■ **Supplied text**:
*-*-*
As usual, the right-wing view is incomplete at best and fear-mongering
at worst. Entropy may mean chaos, entropy may mean disorder, but entropy
also means freedom. To the extent that the concept applies to human
politics, we should embrace entropy instead of fighting it.
[]
Jamestown was founded in 1607. By 1617, cotton is grown for export along
the Powhatan River. In 1619, the first slave ship arrives from West
Africa. In 1662, the children of slaves are declared to be slaves
themselves by a legislature controlled by wealthy planters. In 1675,
Bacon’s Rebellion temporarily unites African slaves and poor Europeans,
many of whom were indentured servants, against the wealthy planters. In
1680, blacks are denied freedom of assembly to prevent future uprisings.
In 1691, interracial marriage is outlawed. After 1692, blacks can no
longer own livestock. By the 1700s, African chattel slaves make up half
of Jamestown’s unfree labor force.
In 1764, James Hargreaves conceives the idea for the spinning jenny, a
labor-reducing, cotton-weaving machine.
In 1764, James Watt notices that Thomas Newcomen’s steam engine wastes a
lot of steam and improves it from 1% to 2% efficiency.
By 1775, Richard Arkwright combines Watt’s steam engine with Hargeaves’
spinning jenny to build mills where the entire process of spinning
slave-grown cotton into yarn is carried out by a single machine. This
marks the start of the Industrial Revolution and the exponential
economic growth that underlies what you think of as “Progress”.
In 1824, the 28-year old French engineer Sadi Carnot publishes a book
titled Reflections on the Motive Power of Fire. In his introduction, he
writes:
“Notwithstanding the work of all kinds done by steam-engines,
notwithstanding the satisfactory condition to which they have been
brought to-day, their theory is very little understood, and the attempts
to improve them are still directed almost by chance.”
Steam engines had been powering factories, trains, and steamboats since
Sadi was a little boy, and yet no one before him had proposed a
scientific theory of how they actually worked. I point this out to make
clear that the reason this science was discovered by European scholars
and not Chinese, Indian, Middle Eastern, West African, or Mayan scholars
has much more to do with cotton slavery and the resulting industrialism
than comparative intellectual prowess.
Enough decolonizing; on to the science. Carnot subscribes to a Newtonian
theory of heat as substance, an invisible thing that flows like water.
He refers to it as “caloric”. He writes:
“The production of motive power is then due in steam-engines not to an
actual consumption of caloric, but to its transportation from a hot body
to a cold body, that is, to its re-establishment of equilibrium— an
equilibrium considered as destroyed by any cause whatever, by chemical
action such as combustion, or by any other. We shall see shortly that
this principle is applicable to any machine set in motion by heat.”
“According to this principle, the production of heat alone is not
sufficient to give birth to the impelling power: it is necessary that
there should also be cold; without it, the heat would be useless.”
And later:
“Wherever there exists a difference of temperature, motive-power can be
produced.”
*-*-*
■ **Supplied information**:
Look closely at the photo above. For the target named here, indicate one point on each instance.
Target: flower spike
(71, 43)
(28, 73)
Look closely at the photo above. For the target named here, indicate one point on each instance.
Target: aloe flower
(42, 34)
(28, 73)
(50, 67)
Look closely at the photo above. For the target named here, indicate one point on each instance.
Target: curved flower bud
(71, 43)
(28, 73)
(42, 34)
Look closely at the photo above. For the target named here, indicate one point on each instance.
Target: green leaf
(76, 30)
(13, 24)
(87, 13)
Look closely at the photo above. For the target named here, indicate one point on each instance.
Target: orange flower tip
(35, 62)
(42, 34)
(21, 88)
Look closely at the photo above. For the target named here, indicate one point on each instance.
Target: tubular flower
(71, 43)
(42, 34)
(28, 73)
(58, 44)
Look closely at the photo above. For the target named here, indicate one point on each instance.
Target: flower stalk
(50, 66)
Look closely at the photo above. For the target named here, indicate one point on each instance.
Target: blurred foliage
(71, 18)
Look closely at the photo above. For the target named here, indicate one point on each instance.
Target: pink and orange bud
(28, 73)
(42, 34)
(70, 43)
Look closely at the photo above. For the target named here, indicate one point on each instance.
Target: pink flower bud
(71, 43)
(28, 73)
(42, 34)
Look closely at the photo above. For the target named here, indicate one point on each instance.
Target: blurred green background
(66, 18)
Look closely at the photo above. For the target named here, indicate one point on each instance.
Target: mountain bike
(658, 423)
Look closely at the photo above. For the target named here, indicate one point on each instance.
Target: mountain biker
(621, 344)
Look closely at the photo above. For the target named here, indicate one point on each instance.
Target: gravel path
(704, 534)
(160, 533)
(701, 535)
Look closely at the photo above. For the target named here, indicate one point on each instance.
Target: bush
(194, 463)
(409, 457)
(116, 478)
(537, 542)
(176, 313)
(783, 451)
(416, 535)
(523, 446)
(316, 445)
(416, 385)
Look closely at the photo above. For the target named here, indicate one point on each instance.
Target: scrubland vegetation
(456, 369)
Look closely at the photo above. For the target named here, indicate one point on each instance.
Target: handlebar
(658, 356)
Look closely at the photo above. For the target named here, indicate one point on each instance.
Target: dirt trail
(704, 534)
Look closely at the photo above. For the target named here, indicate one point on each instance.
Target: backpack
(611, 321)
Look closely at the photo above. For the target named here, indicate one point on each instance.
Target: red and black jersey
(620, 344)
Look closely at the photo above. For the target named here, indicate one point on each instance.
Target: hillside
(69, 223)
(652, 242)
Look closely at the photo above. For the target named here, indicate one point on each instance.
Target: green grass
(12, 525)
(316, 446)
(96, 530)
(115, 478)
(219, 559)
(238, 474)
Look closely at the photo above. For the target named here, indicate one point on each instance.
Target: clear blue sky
*-*-*
■ **Problems to solve**:
a. From the records, extract every line that contains the string "pink", treating uppercase and lowercase as distinct.
b. Take the text on entropy and the steam engine further, continuing from its final sentence.

■ **Answers below**:
a.
Target: pink and orange bud
Target: pink flower bud

b.
If you’re wondering how exactly this temperature difference can be
translated into motion, consider that most materials expand when warmed
and contract when cooled. In practice, steam engines used water
expanding into steam in a cylinder to push a piston; Carnot points out
that, in theory, you could use an expanding iron bar to accomplish the
same effect.
Carnot realized that, in theory, this process was perfectly reversible.
As long as you can restore the temperature differential, which in his
view was just a question of moving enough “caloric” back to the source,
you can produce unlimited power. Not infinite power— he goes out of his
way to prove that, because of the already well-established principle of
the conservation of energy(his father, Lazare Carnot, wrote his own book
on the topic), the temperature differential can never be increased and
therefore the power output of the engine can never increase— but the
only reason Sadi Carnot gives for why the engine must eventually stop is
the fallibility of human engineering.
Sadi Carnot’s insights have been distilled by later scientists into the
Carnot cycle, which you may have studied in high school physics. When
contemporary engineers design anything from a more efficient engine to a
better refrigerator, they are aiming to get as close as possible to the
ideal of the Carnot cycle.
Reflections on the Motive Power of Fire languished in obscurity for ten
years until it was cited by a more popular treatise by another engineer,
eventually capturing the attention of the German mathematician Rudolf
Clausius. It was Clausius who gave us the first definition of entropy as
“the tendency of energy to spread itself out”. He phrases this in the
rigorous language of calculus, but if we apply the definition back to
Carnot’s insights the practical implication is clear— the hot reservoir
inevitably bleeds into the cold reservoir, erasing the temperature
difference that powers the engine.
To Clausius, entropy means thermal equilibrium. Working with Carnot’s
analogy that the motive power of the “caloric” across a temperature
differential is like the motive power of water across a waterfall,
Clausius tells us that there is a tendency for the bottom of the
waterfall to ascend and a tendency for the top of the waterfall to
descend until the water stops flowing.
At the end of his 1865 paper where he perfects his definition, Clausius
formulates the first two laws of thermodynamics:
This is how many physicists think our universe will end— starheat bleeds
into the dark chills of empty space until energy is evenly distributed.
The lonely particles of your body, separated through trillions of cubic
light-years, freeze at a temperature of almost absolute zero. An
infinite wait.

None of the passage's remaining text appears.